# Start of QUOTED PASSAGE

Council Member Peggy Cole

www.peggycole.org

What residents prize most about Littleton is the “small-town feeling.”

Things you can do to help preserve that small-town feeling:

  • Meet your neighbors. You don’t have to become “buddy-buddy,” but recognizing each other is key to making your neighborhood friendly & safe.
  • Participate in community events, such as
    • 4th of July celebration,
    • Get Wild on Littleton block party (downtown),
    • National Night Out block party (1st Tuesday in August),
    • Western Welcome Week (in August),
    • Candlelight Walk (Friday after Thanksgiving, downtown),
    • Special events at the museum, throughout the year.
  • Volunteer.
    • At Bemis Library (Inquire at the library.)
    • At the Littleton Museum (Inquire at the Museum.)
    • At the Carson Nature Center (South Suburban Parks & Recreation facility).
    • In the Handyman program (volunteers make minor house repairs for the elderly & disabled).
    • On the Snow Squad (volunteers shovel for people who cannot shovel their walks).
    • As a mentor in the Littleton Immigration Integration Initiative (Ask for information at the Library.)
    • On Arbor Day to help plant trees (Watch for announcements in the Littleton Report & the Littleton Independent.)
  • Participate in civic groups.
  • Participate in City government.
    • Vote in City elections (City Council elections are November in odd years).
    • Express your views on City issues.
      • Contact your District representative or the At Large Council members (by e-mail, phone or letter).
      • At a regular City Council meeting, speak up to 4 minutes during “unscheduled public appearances” on any City-related issue (a complaint, a compliment,…)

# End of QUOTED PASSAGE
# Start of DATASET EXCERPTS

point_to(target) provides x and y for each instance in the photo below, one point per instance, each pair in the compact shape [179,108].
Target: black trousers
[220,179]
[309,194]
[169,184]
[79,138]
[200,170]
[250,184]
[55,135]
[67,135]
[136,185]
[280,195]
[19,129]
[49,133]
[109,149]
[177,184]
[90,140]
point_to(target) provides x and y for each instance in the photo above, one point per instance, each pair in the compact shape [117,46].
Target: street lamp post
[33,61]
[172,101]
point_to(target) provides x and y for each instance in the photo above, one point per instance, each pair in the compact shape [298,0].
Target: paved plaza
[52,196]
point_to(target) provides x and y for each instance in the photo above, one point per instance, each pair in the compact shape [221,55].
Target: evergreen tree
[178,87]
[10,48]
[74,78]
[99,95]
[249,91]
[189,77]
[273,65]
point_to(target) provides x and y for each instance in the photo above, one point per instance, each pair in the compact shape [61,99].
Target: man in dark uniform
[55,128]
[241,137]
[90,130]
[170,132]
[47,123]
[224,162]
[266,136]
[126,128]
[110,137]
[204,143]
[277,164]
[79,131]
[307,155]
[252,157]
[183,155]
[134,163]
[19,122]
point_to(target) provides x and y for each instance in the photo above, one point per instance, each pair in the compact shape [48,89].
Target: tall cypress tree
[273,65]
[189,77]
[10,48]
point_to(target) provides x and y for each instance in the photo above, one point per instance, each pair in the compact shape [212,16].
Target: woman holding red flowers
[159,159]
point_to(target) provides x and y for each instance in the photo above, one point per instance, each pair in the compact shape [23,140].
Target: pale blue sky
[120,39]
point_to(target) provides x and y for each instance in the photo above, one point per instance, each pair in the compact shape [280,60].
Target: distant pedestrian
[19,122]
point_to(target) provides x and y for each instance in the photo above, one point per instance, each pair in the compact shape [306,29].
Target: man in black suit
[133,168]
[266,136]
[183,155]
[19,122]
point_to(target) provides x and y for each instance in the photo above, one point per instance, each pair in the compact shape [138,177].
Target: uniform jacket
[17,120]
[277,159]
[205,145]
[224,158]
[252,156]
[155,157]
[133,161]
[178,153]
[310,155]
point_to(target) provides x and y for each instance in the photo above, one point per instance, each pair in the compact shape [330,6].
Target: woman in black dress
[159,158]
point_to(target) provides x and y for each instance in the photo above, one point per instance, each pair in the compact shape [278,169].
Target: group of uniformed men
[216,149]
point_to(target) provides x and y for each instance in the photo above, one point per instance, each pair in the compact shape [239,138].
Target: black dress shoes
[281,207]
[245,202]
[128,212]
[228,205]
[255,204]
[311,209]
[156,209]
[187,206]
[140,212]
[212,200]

# End of DATASET EXCERPTS

# WHAT IS ASKED:
Answer these questions from the Littleton page:
1. When is the National Night Out block party held?
2. What do volunteers on the Snow Squad do?
3. How long can a person speak during "unscheduled public appearances" at a regular City Council meeting?

# PROBLEM SOLUTION:
1. On the first Tuesday in August.
2. They shovel for people who cannot shovel their walks.
3. Up to 4 minutes.